What you need to do →
Copy every line of the records below without changing anything, but leave the pictures out of your copy.

· · · ·

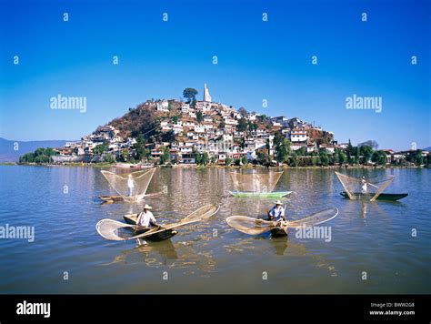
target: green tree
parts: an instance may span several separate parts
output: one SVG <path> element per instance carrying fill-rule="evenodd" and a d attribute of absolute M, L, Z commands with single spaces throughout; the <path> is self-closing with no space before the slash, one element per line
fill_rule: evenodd
<path fill-rule="evenodd" d="M 274 150 L 278 162 L 285 162 L 290 154 L 290 141 L 280 132 L 274 136 Z"/>
<path fill-rule="evenodd" d="M 19 157 L 20 163 L 33 163 L 35 162 L 35 154 L 34 153 L 25 153 L 25 155 Z"/>
<path fill-rule="evenodd" d="M 199 166 L 202 164 L 202 156 L 200 153 L 195 152 L 195 162 Z"/>
<path fill-rule="evenodd" d="M 329 157 L 327 156 L 326 150 L 320 151 L 319 158 L 322 166 L 327 166 L 329 164 Z"/>
<path fill-rule="evenodd" d="M 373 157 L 373 147 L 366 145 L 360 147 L 360 155 L 364 157 L 364 164 L 366 164 Z"/>
<path fill-rule="evenodd" d="M 241 116 L 242 116 L 243 117 L 245 117 L 246 116 L 248 115 L 247 110 L 246 110 L 244 106 L 242 106 L 242 107 L 240 107 L 240 108 L 238 109 L 238 113 L 241 114 Z"/>
<path fill-rule="evenodd" d="M 248 159 L 247 159 L 247 156 L 244 156 L 243 157 L 241 157 L 241 162 L 246 165 L 248 163 Z"/>
<path fill-rule="evenodd" d="M 115 163 L 115 158 L 112 156 L 112 154 L 105 154 L 104 156 L 104 162 L 106 162 L 106 163 Z"/>
<path fill-rule="evenodd" d="M 347 156 L 346 155 L 346 153 L 344 151 L 340 151 L 340 153 L 338 155 L 338 161 L 341 165 L 347 162 Z"/>
<path fill-rule="evenodd" d="M 142 133 L 139 133 L 139 135 L 136 137 L 136 143 L 134 144 L 133 148 L 135 150 L 135 158 L 137 159 L 138 161 L 141 161 L 145 157 L 148 157 L 150 154 L 150 150 L 145 148 L 145 144 L 146 141 L 142 135 Z"/>
<path fill-rule="evenodd" d="M 45 156 L 45 155 L 39 155 L 35 157 L 35 163 L 48 163 L 49 162 L 49 157 Z"/>
<path fill-rule="evenodd" d="M 93 154 L 96 157 L 101 157 L 105 152 L 108 150 L 109 147 L 106 142 L 99 144 L 97 147 L 93 148 Z"/>
<path fill-rule="evenodd" d="M 297 167 L 299 164 L 298 157 L 296 155 L 293 155 L 289 157 L 289 166 L 290 167 Z"/>
<path fill-rule="evenodd" d="M 204 154 L 202 155 L 202 164 L 204 166 L 206 166 L 208 164 L 208 161 L 209 161 L 208 153 L 204 152 Z"/>
<path fill-rule="evenodd" d="M 177 115 L 174 116 L 171 120 L 174 124 L 176 124 L 178 122 L 179 116 Z"/>
<path fill-rule="evenodd" d="M 236 125 L 236 130 L 238 132 L 245 132 L 247 130 L 248 123 L 245 117 L 241 117 L 238 120 L 238 125 Z"/>
<path fill-rule="evenodd" d="M 230 165 L 232 164 L 232 158 L 227 157 L 225 159 L 225 164 L 226 164 L 226 166 L 230 166 Z"/>
<path fill-rule="evenodd" d="M 386 154 L 384 151 L 375 151 L 371 160 L 379 166 L 384 166 L 386 163 Z"/>
<path fill-rule="evenodd" d="M 192 102 L 190 103 L 190 106 L 192 108 L 195 108 L 196 107 L 196 98 L 193 98 L 192 99 Z"/>
<path fill-rule="evenodd" d="M 195 101 L 195 97 L 197 95 L 197 90 L 194 89 L 193 87 L 186 87 L 183 91 L 183 96 L 187 99 L 187 103 L 190 104 L 193 99 Z"/>
<path fill-rule="evenodd" d="M 171 161 L 171 153 L 168 147 L 164 147 L 160 156 L 160 163 L 165 164 Z"/>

· · · ·

Reply →
target: green tree
parts: an instance may span several separate parts
output: one SVG <path> element per instance carrying fill-rule="evenodd" and a d attribute of absolute M, L, Z commands with single spaces throughout; the <path> is self-closing with no space before the slash, one element per line
fill_rule: evenodd
<path fill-rule="evenodd" d="M 274 150 L 278 162 L 285 162 L 290 154 L 290 141 L 280 132 L 274 136 Z"/>
<path fill-rule="evenodd" d="M 19 157 L 20 163 L 33 163 L 35 162 L 35 154 L 34 153 L 25 153 L 25 155 Z"/>
<path fill-rule="evenodd" d="M 199 166 L 202 164 L 202 156 L 200 153 L 195 152 L 195 162 Z"/>
<path fill-rule="evenodd" d="M 329 157 L 327 156 L 326 150 L 320 151 L 319 158 L 322 166 L 327 166 L 329 164 Z"/>
<path fill-rule="evenodd" d="M 373 157 L 373 147 L 366 145 L 360 147 L 360 155 L 364 157 L 364 164 L 366 164 Z"/>
<path fill-rule="evenodd" d="M 241 116 L 242 116 L 243 117 L 245 117 L 246 116 L 248 115 L 247 110 L 246 110 L 244 106 L 242 106 L 242 107 L 240 107 L 240 108 L 238 109 L 238 113 L 241 114 Z"/>
<path fill-rule="evenodd" d="M 248 159 L 247 159 L 247 156 L 244 156 L 243 157 L 241 157 L 241 162 L 246 165 L 248 163 Z"/>
<path fill-rule="evenodd" d="M 115 163 L 115 158 L 112 156 L 112 154 L 105 154 L 104 156 L 104 162 L 106 162 L 106 163 Z"/>
<path fill-rule="evenodd" d="M 347 156 L 346 155 L 346 153 L 344 151 L 340 151 L 340 153 L 338 155 L 338 161 L 341 165 L 347 162 Z"/>
<path fill-rule="evenodd" d="M 142 133 L 139 133 L 139 135 L 136 137 L 136 143 L 134 144 L 133 148 L 135 150 L 135 158 L 137 159 L 138 161 L 141 161 L 145 157 L 148 157 L 150 154 L 150 150 L 145 148 L 145 144 L 146 141 L 142 135 Z"/>
<path fill-rule="evenodd" d="M 45 156 L 45 155 L 39 155 L 35 157 L 35 163 L 48 163 L 49 162 L 49 157 Z"/>
<path fill-rule="evenodd" d="M 93 154 L 96 157 L 101 157 L 105 152 L 108 150 L 109 147 L 106 142 L 99 144 L 97 147 L 93 148 Z"/>
<path fill-rule="evenodd" d="M 297 167 L 299 164 L 298 157 L 296 155 L 293 155 L 289 157 L 289 166 L 290 167 Z"/>
<path fill-rule="evenodd" d="M 204 154 L 202 155 L 202 164 L 204 166 L 206 166 L 208 164 L 208 161 L 209 161 L 208 153 L 204 152 Z"/>
<path fill-rule="evenodd" d="M 177 115 L 174 116 L 171 120 L 174 124 L 176 124 L 178 122 L 179 116 Z"/>
<path fill-rule="evenodd" d="M 236 125 L 236 130 L 238 132 L 245 132 L 247 130 L 248 123 L 245 117 L 241 117 L 238 120 L 238 125 Z"/>
<path fill-rule="evenodd" d="M 230 165 L 232 164 L 232 158 L 227 157 L 225 159 L 225 164 L 226 164 L 226 166 L 230 166 Z"/>
<path fill-rule="evenodd" d="M 386 154 L 384 151 L 375 151 L 371 160 L 379 166 L 384 166 L 386 163 Z"/>
<path fill-rule="evenodd" d="M 192 102 L 190 103 L 190 106 L 192 108 L 195 108 L 196 107 L 196 98 L 193 98 L 192 99 Z"/>
<path fill-rule="evenodd" d="M 195 101 L 195 97 L 197 95 L 197 90 L 194 89 L 193 87 L 186 87 L 183 91 L 183 96 L 187 99 L 187 103 L 190 104 L 193 99 Z"/>
<path fill-rule="evenodd" d="M 171 161 L 171 153 L 168 147 L 164 147 L 160 156 L 160 163 L 165 164 Z"/>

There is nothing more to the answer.